*Extract provided*
+++

6:28 AM Jul 14, 1994

SERVICES SUBSIDIES NEED SECTOR-SPECIFIC APPROACHES

Geneva 13 July (Chakravarthi Raghavan) -- The heterogeneity of the service sectors and the four modes of delivery of traded services, the differences in the way trade takes place as between sectors, and the differing ways in which services could be subsidised would make it difficult to adopt a common approach to identify the trade impact of subsidies and formulate rules to deal with them, according to the UN Conference on Trade and Development.

The UNCTAD secretariat is in a background note for next week's meeting of its Standing Committee on Developing Services Sectors.

The mandate of the Standing Committee is related to fostering competitive services sectors in developing countries and the background note is in relation to the work programme in the area of services trade subsidies.

Article XV of the Uruguay Round Marrakesh General Agreement on Trade in Services (GATS) recognizes that "in certain circumstances, subsidies may have distorting effects on trade in services" and envisages future negotiations to develop multilateral disciplines to avoid such trade-distorting effects. A GATS work programme is to determine how, and in what time frame, such negotiations are to be conducted.

The Article requires the negotiations address the appropriateness of countervailing procedures (used in trade in goods), the role of subsidies in development programmes of developing countries and needs of GATS members, particularly developing country members, in this area.

It also requires, for the purpose of negotiations, members exchanging information on all subsidies related to services provided by them to their domestic service suppliers.

Analysing the complexities of the services sectors, modes of delivery and differing subsidies, UNCTAD suggests that the traditional GATT methods of country notifications and their availability to members would not be useful in identifying the services subsidies, and that more systematic identification of subsidies to services production and trade would be needed.

Available information would have to be gathered from official journals and gazettes, budget documents of countries, trade action reports of administrative agencies, reports on procurement and grants for research and development, reports of foreign aid and development agencies and rules of origin in regional trading arrangements and other relevant materials.

+++

*Data shown*

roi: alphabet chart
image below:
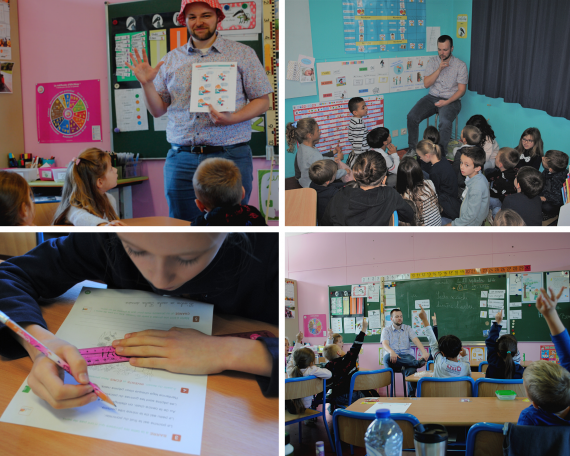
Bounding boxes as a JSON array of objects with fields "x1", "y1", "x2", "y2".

+++

Return the full article on services subsidies word for word. Work only from the article on services subsidies.

*Result of this task*
6:28 AM Jul 14, 1994

SERVICES SUBSIDIES NEED SECTOR-SPECIFIC APPROACHES

Geneva 13 July (Chakravarthi Raghavan) -- The heterogeneity of the service sectors and the four modes of delivery of traded services, the differences in the way trade takes place as between sectors, and the differing ways in which services could be subsidised would make it difficult to adopt a common approach to identify the trade impact of subsidies and formulate rules to deal with them, according to the UN Conference on Trade and Development.

The UNCTAD secretariat is in a background note for next week's meeting of its Standing Committee on Developing Services Sectors.

The mandate of the Standing Committee is related to fostering competitive services sectors in developing countries and the background note is in relation to the work programme in the area of services trade subsidies.

Article XV of the Uruguay Round Marrakesh General Agreement on Trade in Services (GATS) recognizes that "in certain circumstances, subsidies may have distorting effects on trade in services" and envisages future negotiations to develop multilateral disciplines to avoid such trade-distorting effects. A GATS work programme is to determine how, and in what time frame, such negotiations are to be conducted.

The Article requires the negotiations address the appropriateness of countervailing procedures (used in trade in goods), the role of subsidies in development programmes of developing countries and needs of GATS members, particularly developing country members, in this area.

It also requires, for the purpose of negotiations, members exchanging information on all subsidies related to services provided by them to their domestic service suppliers.

Analysing the complexities of the services sectors, modes of delivery and differing subsidies, UNCTAD suggests that the traditional GATT methods of country notifications and their availability to members would not be useful in identifying the services subsidies, and that more systematic identification of subsidies to services production and trade would be needed.

Available information would have to be gathered from official journals and gazettes, budget documents of countries, trade action reports of administrative agencies, reports on procurement and grants for research and development, reports of foreign aid and development agencies and rules of origin in regional trading arrangements and other relevant materials.